Set task: Can you reproduce every one of the lines below word for word, with nothing changed or left out?

[Begin Recorded information]

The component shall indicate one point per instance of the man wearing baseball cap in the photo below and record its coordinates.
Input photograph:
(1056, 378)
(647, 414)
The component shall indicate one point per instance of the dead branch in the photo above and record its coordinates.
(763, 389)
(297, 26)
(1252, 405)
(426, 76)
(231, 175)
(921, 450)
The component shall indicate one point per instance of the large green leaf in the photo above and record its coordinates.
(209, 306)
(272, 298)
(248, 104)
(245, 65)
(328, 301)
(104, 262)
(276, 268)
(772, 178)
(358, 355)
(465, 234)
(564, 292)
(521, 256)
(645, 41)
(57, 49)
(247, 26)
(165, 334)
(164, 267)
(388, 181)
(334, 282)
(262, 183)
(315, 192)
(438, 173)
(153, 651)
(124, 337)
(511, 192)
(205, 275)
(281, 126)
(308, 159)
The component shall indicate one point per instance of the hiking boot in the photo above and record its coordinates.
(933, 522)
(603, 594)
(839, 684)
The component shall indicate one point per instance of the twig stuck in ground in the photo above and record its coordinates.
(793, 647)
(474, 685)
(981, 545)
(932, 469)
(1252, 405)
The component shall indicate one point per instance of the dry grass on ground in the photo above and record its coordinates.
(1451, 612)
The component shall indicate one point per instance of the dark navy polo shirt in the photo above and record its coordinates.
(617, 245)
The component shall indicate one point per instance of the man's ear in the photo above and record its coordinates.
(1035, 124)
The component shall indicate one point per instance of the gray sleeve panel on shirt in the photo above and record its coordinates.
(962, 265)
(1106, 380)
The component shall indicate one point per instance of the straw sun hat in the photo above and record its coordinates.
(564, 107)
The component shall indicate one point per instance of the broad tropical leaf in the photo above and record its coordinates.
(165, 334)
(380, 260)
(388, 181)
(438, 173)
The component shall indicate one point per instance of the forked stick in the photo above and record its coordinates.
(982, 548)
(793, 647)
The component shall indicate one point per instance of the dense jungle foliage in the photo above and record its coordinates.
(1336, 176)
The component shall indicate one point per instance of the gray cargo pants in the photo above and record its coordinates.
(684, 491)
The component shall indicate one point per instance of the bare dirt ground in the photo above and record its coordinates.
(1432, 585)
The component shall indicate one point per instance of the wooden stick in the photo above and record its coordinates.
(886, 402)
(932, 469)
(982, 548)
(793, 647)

[End Recorded information]

The output:
The component shall indicate one point per instance of the man wearing baseball cap in the photo below and record its coordinates.
Input photograph:
(1056, 378)
(647, 414)
The component shall indicate one point per instance of the dead branch in the photo above and record its coordinates.
(763, 389)
(297, 26)
(1252, 405)
(426, 76)
(231, 175)
(921, 450)
The component shall indicate one point per instance of the large green leaf in the photo above and record its coordinates.
(209, 306)
(272, 298)
(248, 104)
(245, 65)
(328, 301)
(104, 262)
(276, 268)
(772, 178)
(358, 355)
(465, 234)
(564, 292)
(521, 256)
(645, 41)
(57, 49)
(247, 26)
(165, 334)
(164, 267)
(388, 181)
(334, 282)
(262, 183)
(315, 192)
(438, 173)
(153, 651)
(124, 337)
(511, 192)
(205, 275)
(281, 126)
(308, 159)
The component shall indicate one point per instance of the hiking boot in the photo above and record its coordinates.
(933, 522)
(603, 594)
(839, 684)
The component shall indicate one point per instance of the twig stuck in ground in the photo above and record its coordinates.
(793, 647)
(474, 685)
(981, 545)
(932, 469)
(1252, 405)
The component shall indicate one point per instance of the dry grass on ground in the photo above and record its coordinates.
(1451, 612)
The component shall indicate one point per instance of the dark navy polo shirt in the photo above and record its coordinates.
(617, 245)
The component shall indicate one point per instance of the man's ear in the photo above and record its coordinates.
(1035, 124)
The component shall indicate one point per instance of the gray sleeve panel on shirt in the photo above and record its coordinates.
(962, 265)
(1106, 380)
The component shall indicate one point per instance of the straw sun hat in the photo above and record its coordinates.
(564, 107)
The component shall indicate one point per instance of the broad tropical leaf in the photo above and record its coordinates.
(165, 334)
(380, 260)
(388, 181)
(438, 173)
The component shall indicate one point per instance of the forked stick in the photo above and record its coordinates.
(982, 548)
(793, 647)
The component shall indicate one point per instance of the dense jungle foliage in the photo above and record its coordinates.
(1336, 176)
The component shall indicate one point per instance of the gray cargo pants in the photo above and record its coordinates.
(684, 491)
The component shall indicate one point per instance of the bare dirt ground in the photo above and record its coordinates.
(1432, 585)
The component shall indicate one point per instance of the wooden stick in the photo above and record its coordinates.
(886, 402)
(932, 469)
(982, 548)
(793, 647)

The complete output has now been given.